Your instructions: Set down every entry again, exactly as it appears.

Information provided:
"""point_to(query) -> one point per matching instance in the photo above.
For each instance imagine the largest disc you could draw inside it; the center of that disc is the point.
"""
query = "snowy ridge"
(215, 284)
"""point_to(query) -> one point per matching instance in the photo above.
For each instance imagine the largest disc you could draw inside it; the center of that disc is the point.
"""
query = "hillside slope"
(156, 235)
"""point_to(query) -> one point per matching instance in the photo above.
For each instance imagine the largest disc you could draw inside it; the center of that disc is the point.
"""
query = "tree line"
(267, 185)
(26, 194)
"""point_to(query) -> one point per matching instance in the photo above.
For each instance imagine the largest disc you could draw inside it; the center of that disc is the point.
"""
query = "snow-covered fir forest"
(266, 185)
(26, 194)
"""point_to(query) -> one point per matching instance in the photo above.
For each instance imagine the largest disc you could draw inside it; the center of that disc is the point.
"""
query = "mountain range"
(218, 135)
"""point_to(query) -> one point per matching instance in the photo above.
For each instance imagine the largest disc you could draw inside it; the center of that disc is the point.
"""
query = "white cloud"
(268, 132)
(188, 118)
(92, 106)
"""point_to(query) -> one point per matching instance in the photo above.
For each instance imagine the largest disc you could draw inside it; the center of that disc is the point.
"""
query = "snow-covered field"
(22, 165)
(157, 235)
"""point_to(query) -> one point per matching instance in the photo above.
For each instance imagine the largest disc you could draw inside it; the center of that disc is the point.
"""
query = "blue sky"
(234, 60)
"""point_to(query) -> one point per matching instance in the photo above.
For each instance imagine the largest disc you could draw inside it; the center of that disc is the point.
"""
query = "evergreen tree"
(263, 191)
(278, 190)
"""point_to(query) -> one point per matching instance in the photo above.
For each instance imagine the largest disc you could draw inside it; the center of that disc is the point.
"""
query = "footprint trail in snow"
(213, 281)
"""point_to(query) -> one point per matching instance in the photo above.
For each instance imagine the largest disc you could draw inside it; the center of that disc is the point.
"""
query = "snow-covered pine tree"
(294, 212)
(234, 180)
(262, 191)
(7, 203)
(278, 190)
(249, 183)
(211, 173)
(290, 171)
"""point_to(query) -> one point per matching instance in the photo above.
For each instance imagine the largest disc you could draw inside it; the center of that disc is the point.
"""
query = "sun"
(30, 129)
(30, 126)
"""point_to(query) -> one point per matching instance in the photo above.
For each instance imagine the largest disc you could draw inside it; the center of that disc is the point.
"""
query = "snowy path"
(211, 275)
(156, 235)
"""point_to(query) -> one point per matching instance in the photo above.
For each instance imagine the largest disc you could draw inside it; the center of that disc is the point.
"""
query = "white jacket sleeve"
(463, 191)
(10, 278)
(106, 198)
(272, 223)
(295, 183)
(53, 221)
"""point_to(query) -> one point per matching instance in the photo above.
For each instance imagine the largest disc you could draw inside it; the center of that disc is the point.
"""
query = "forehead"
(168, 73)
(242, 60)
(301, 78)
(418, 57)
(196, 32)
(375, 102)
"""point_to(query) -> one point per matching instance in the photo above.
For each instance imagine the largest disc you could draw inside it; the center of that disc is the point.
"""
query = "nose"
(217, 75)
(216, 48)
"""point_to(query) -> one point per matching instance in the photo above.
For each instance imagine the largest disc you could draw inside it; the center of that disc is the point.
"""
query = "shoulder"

Answer area:
"""point_to(query) -> one point per matching instance in the photo above.
For each instance imagine the largest disc you could draw inside it; the center of that disc is the point.
"""
query = "snowy ridge"
(215, 284)
"""point_to(query) -> one point per matching instance in the photo above.
For each instance imagine the largest disc you could draw inside it; the center of that disc is the point.
"""
query = "hillside slope"
(156, 235)
"""point_to(query) -> one point per matching instance in the photo above.
For each instance imagine the largest disc you could draw inside it; the center of that disc is the point.
"""
query = "tree line"
(267, 185)
(26, 194)
"""point_to(query) -> one point per matching instance in the photo above.
For each instance imagine the largest disc you could draw inside it; the center of that disc is the point.
"""
query = "snow-covered fir forest"
(266, 185)
(26, 194)
"""point_to(query) -> one point per matching instance in the photo above.
For each instance imagine the largest disc you could draw inside it; the center of that disc is the point.
"""
query = "mountain range"
(218, 135)
"""point_to(query) -> one point per matching instance in the photo above.
For each instance imagine the largest disc you could draw inside it; the center of that disc is the point.
"""
query = "white cloud"
(268, 132)
(188, 118)
(92, 106)
"""point_to(query) -> one point per matching instance in the photo above.
For each instance imagine the largest disc you could draw inside it; the center of that disc is the point.
"""
query = "snow-covered field"
(22, 165)
(157, 235)
"""point_to(query) -> one point per matching instance in the photo above.
For each instance imagine the largest disc you could draw inside it; the center of that disc is the point.
"""
query = "blue sky"
(234, 60)
"""point_to(query) -> one point per matching instance in the photo above.
For each instance imagine the largest disc you could draw inside it; the center of that disc is the point.
"""
query = "evergreen tree"
(263, 191)
(278, 190)
"""point_to(query) -> one point per matching instance in the photo above.
For each instance imagine the largest disc you could draw inside it; the center of that disc is the point.
"""
query = "footprint trail in snow"
(213, 281)
"""point_to(query) -> one point per matching instance in the photo above.
For each instance imagine the largest disc you could draw inside it; the center of that disc is the point.
"""
query = "snow-covered pine tree"
(294, 212)
(234, 180)
(262, 191)
(7, 203)
(278, 190)
(249, 183)
(211, 173)
(290, 171)
"""point_to(query) -> one point per matching instance in the photo above.
For each instance imagine the largest disc you could draw inside it; the center of that disc is the point.
"""
query = "sun"
(30, 129)
(30, 126)
"""point_to(query) -> one point per matching instance in the photo above.
For each instance imagine the largest disc you could draw inside it; the center of that disc is the point.
"""
query = "snowy path"
(211, 275)
(156, 235)
"""point_to(query) -> one point per matching instance in the photo above.
For each instance imagine the largest disc you could draw inside it; the center of that disc is the point.
"""
query = "white jacket sleeve"
(463, 191)
(10, 278)
(106, 198)
(272, 223)
(295, 183)
(53, 221)
"""point_to(query) -> one point per matching instance in the photo above.
For each instance imagine the largest disc you could draw inside it; the center of that disc is the point.
"""
query = "forehead"
(168, 73)
(242, 60)
(301, 78)
(418, 57)
(196, 32)
(375, 102)
"""point_to(query) -> one point per matching instance in the photo above.
For each instance imagine the largest disc you could draw inside it; the center of that disc is the point.
"""
query = "nose"
(217, 75)
(216, 48)
"""point_to(query) -> one point per matching instance in the photo above.
For each instance imagine the largest disc you could draw inside it; the center of that disc is the point.
"""
query = "shoulder"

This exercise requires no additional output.